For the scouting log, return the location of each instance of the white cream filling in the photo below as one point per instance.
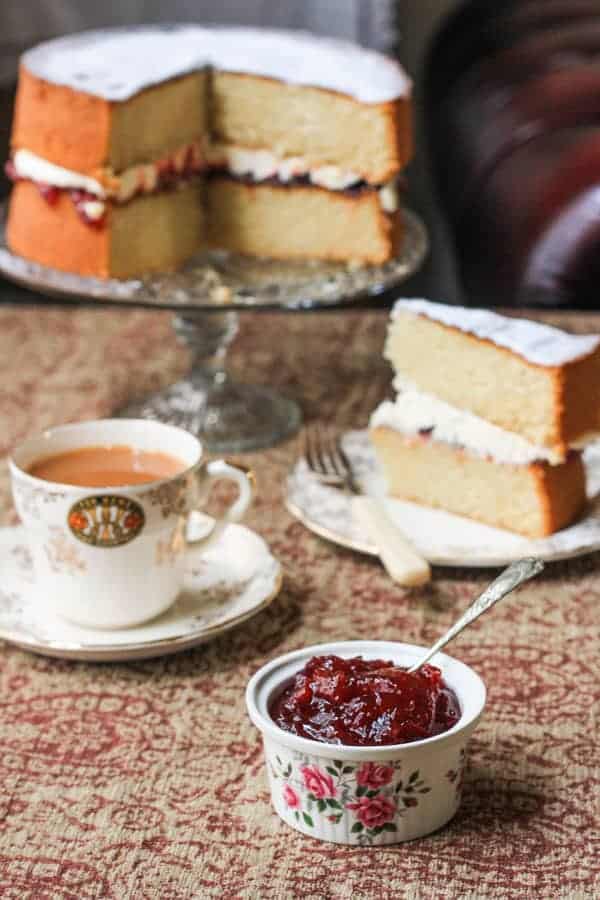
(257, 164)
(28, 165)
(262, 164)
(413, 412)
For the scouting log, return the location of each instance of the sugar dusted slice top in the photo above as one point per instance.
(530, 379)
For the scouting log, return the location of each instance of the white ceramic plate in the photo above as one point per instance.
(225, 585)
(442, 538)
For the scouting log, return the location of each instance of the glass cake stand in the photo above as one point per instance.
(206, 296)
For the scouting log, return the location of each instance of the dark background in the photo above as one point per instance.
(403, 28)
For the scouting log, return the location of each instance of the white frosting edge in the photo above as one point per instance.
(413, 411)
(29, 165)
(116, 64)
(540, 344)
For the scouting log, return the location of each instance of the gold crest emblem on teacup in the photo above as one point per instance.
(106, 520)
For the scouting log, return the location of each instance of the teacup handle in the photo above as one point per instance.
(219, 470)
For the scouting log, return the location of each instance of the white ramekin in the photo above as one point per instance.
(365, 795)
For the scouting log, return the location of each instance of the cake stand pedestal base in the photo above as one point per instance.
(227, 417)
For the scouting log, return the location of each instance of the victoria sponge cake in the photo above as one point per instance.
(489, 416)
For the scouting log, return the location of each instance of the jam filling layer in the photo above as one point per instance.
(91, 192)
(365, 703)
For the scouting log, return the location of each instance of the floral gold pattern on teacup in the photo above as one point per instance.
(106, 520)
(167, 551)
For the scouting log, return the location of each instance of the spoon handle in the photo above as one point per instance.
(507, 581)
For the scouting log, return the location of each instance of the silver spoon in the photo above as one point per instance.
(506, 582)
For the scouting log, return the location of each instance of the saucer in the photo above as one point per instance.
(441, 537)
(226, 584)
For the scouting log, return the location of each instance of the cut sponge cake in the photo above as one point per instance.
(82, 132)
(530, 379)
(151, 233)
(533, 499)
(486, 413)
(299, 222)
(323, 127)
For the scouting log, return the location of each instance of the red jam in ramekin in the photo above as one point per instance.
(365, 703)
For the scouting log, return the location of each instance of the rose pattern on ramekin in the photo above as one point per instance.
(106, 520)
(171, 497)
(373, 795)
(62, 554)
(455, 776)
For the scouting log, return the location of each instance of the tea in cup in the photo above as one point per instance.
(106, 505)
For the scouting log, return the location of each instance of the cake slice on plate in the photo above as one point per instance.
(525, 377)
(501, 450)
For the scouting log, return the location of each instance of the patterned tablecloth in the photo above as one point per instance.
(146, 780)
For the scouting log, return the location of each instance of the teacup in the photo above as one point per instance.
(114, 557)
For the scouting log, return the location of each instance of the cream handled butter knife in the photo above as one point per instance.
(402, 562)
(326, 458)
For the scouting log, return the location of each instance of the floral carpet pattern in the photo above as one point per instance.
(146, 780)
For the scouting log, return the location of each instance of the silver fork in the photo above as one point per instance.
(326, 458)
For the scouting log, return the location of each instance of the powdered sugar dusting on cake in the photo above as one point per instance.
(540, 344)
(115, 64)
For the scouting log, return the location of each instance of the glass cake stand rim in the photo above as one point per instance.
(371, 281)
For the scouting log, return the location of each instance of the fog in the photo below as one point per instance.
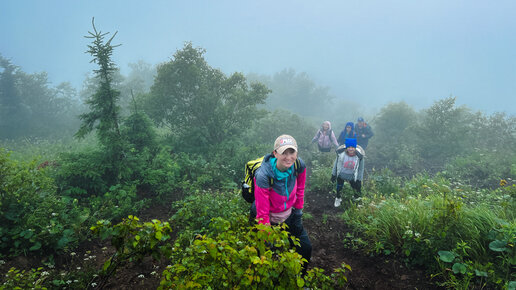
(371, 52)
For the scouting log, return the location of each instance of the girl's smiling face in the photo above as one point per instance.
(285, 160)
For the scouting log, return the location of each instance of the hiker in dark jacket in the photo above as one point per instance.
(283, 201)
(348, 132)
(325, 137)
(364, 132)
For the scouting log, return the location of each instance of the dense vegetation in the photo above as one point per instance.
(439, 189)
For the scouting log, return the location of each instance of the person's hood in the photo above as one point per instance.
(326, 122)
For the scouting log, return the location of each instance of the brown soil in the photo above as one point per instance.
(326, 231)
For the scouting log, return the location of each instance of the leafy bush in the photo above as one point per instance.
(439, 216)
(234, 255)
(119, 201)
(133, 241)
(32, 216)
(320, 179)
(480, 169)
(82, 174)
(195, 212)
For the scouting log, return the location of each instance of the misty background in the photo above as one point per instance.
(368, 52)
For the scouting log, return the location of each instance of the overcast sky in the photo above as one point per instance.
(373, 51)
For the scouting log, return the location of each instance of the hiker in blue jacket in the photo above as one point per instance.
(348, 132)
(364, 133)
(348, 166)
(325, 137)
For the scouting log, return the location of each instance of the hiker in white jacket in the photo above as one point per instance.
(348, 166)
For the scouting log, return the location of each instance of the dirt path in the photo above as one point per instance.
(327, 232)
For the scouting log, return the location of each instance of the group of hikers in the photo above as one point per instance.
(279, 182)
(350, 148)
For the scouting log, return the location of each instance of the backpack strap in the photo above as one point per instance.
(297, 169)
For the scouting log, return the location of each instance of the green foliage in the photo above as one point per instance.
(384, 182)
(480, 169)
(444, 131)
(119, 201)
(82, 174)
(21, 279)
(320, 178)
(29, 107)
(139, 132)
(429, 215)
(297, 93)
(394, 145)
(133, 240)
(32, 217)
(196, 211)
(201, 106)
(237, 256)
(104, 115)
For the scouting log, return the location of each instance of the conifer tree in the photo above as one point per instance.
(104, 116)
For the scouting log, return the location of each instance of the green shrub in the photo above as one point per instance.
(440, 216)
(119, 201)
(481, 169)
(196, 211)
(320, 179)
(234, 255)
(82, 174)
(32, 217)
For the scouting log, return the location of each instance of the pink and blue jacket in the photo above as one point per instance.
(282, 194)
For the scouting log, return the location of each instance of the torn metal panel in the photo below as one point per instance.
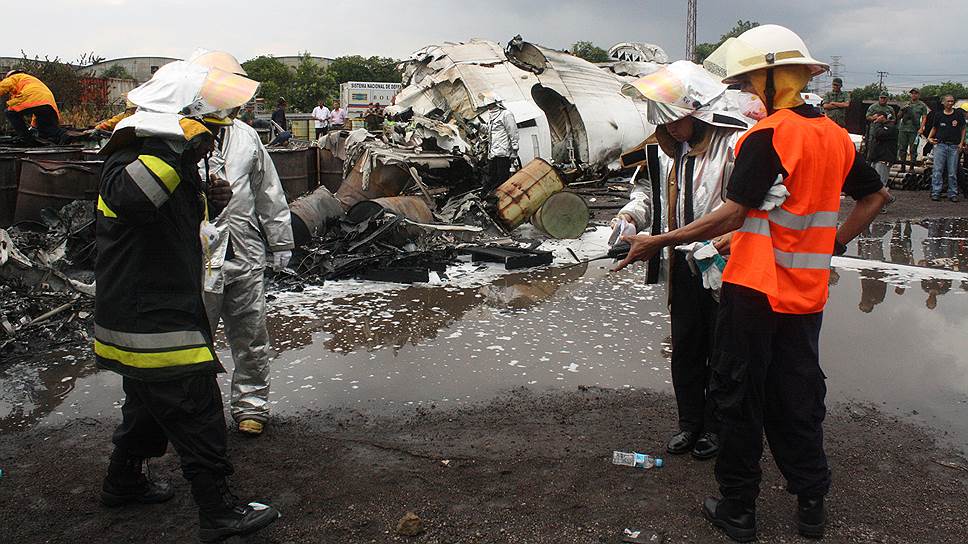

• **Assignment**
Write out all the material above exactly, with no image carried over.

• **Answer**
For the scouting log, return the location of each instance of the white cream filling in the photo below as one point per instance.
(257, 164)
(28, 165)
(262, 164)
(413, 412)
For the scouting log, return the location of each instance of the sugar dusted slice top in the photo above as one point per instance.
(530, 379)
For the scouting log, return the location of each instance of the white ceramic plate in the photo above as one point per instance.
(225, 585)
(442, 538)
For the scouting log, return the location of each instance of the glass cake stand in the photo above as one point per instance.
(206, 296)
For the scouting log, return the location of each instance of the dark background in the photo above as one point per instance.
(403, 28)
For the scouting log, return the location of each instance of the white frosting edge in the photo above as one point per instance.
(413, 411)
(29, 165)
(116, 64)
(540, 344)
For the scouting log, return the location of each instance of the gold crest emblem on teacup in the photo above as one point per instance.
(106, 520)
For the scouting log, return the location of each instance of the teacup handle in the photo above as one point per instance.
(219, 470)
For the scouting log, return the location of each instance of the white ramekin in the photo above as one point per instance.
(365, 795)
For the scouting log, return the location of each instance of the cake stand pedestal base in the photo above as one point per instance.
(227, 417)
For the scouting log, return the location of each instance of the victoria sponge cake in the photo above as one point per instance.
(489, 416)
For the scouting log, return the location of each instance of the jam filling layer in the photo above as one point per instance.
(91, 192)
(365, 703)
For the scouting log, return the location of each instance of the floral gold pattern on teacup in the photo above as one point per instance.
(106, 520)
(167, 551)
For the scouting log, return the location of each instance of the spoon handle in the photo above as one point per instance.
(507, 581)
For the scouting log, return the location of each instance of the silver spoon in the photo above as one point per instance.
(506, 582)
For the scouting log, return the location of each instance of the saucer in the photo above as one point per instance.
(441, 537)
(226, 584)
For the scouting log, return the location of each instance of the cut sponge cake in the photo above as one point per instance.
(82, 132)
(530, 379)
(151, 233)
(533, 499)
(486, 413)
(299, 222)
(323, 127)
For the scouting log, return the location of each instance of the red jam in ramekin in the photo above as one point per instance.
(365, 703)
For the scouting log, return the location of each instance of the rose pattern on ramekin in the photo above as one point per instance.
(106, 520)
(171, 497)
(373, 795)
(62, 554)
(455, 776)
For the scouting log, return the location of each instance of the tea in cup in the photo above as one point per instance.
(106, 505)
For the scouting log, return the location of each instance of the cake slice on plate in the photo above as one point per instance.
(525, 377)
(501, 450)
For the scouting log, return the location of each instance of the patterned tablecloth in the photo above as one point per instance.
(146, 780)
For the scouting log, return the location of each instance of the teacup in the photo above as one point per instance.
(114, 557)
For the scouting log, return the location of each instance of the cream handled butter knife in the photo above as one point per instance.
(402, 562)
(326, 458)
For the scouting log, return the location of each instance of the floral carpet pattern in the photo above as one point per instance.
(146, 780)
For the scouting log, return the location of each instance of the silver fork in the photo above as one point per instance.
(326, 458)
For the scouting log, return the location of each instance of the powdered sugar dusting on cake in the photo above as one point per instance.
(540, 344)
(115, 64)
For the scouting log, return the location of each instance of the glass cake stand rim in the photo above as one point per instance.
(371, 281)
For the scouting log, return the location of each instance of the fog in the photo below as one point per instance.
(371, 52)
For the scouting log, return the location of each instance of the girl's smiling face in the photo above as one point per instance.
(285, 160)
For the scouting log, return the location of each instance of the hiker in dark jacket in the photo above as one point per instance.
(283, 201)
(348, 132)
(325, 137)
(364, 132)
For the scouting log, return the location of each instance of the dense vegetation in the photo above as one point per instance.
(439, 189)
For the scouting log, return the location of each instance of the person's hood in the photo above as one point per instance.
(326, 122)
For the scouting log, return the location of each instance of the brown soil in the photo above as one point per instance.
(326, 231)
For the scouting log, return the location of each instance of the leafy bush in the photo above as one point per instance.
(439, 216)
(234, 255)
(119, 201)
(133, 241)
(32, 216)
(320, 179)
(480, 169)
(82, 174)
(195, 212)
For the scouting log, return the location of each instance of the misty background in the photo above as one point per instance.
(368, 52)
For the scouting log, return the location of each instance of the overcast sky in the photo above as one point per instance.
(373, 51)
For the scouting log, return the location of each instance of the hiker in blue jacket in the photo above as one point per instance.
(348, 132)
(364, 133)
(348, 166)
(325, 137)
For the scouting log, return the location of each instance of the hiker in white jacket in the photo above as one point per instance.
(348, 166)
For the scouting log, return the location of each instance of the dirt path in the photo above as one point per instance.
(327, 232)
For the scouting log, return the location of each instance of the group of hikers in the photo above as one point per instance.
(279, 182)
(350, 148)
For the scouting log, return the location of each instance of the backpack strap in the photo above as one point per instance.
(297, 169)
For the scouting log, return the location of each instance of the green foliage in the photo above as one point per instance.
(384, 182)
(480, 169)
(444, 131)
(119, 201)
(82, 174)
(21, 279)
(320, 178)
(29, 107)
(139, 132)
(429, 215)
(297, 93)
(394, 145)
(133, 240)
(32, 217)
(196, 211)
(201, 106)
(237, 256)
(104, 115)
For the scouting log, return the location of each instance of the conifer tree in the photo above as one point per instance.
(104, 116)
For the scouting log, return the location of each instance of the green shrub in the photo above as one point per instance.
(440, 216)
(119, 201)
(481, 169)
(196, 211)
(320, 179)
(234, 255)
(82, 174)
(32, 217)
For the scouting log, return the location of each instance of the pink and blue jacket in the photo above as one point per instance.
(282, 194)
For the scouting log, return the location of each instance of the torn metal panel in the photo below as one point per instance.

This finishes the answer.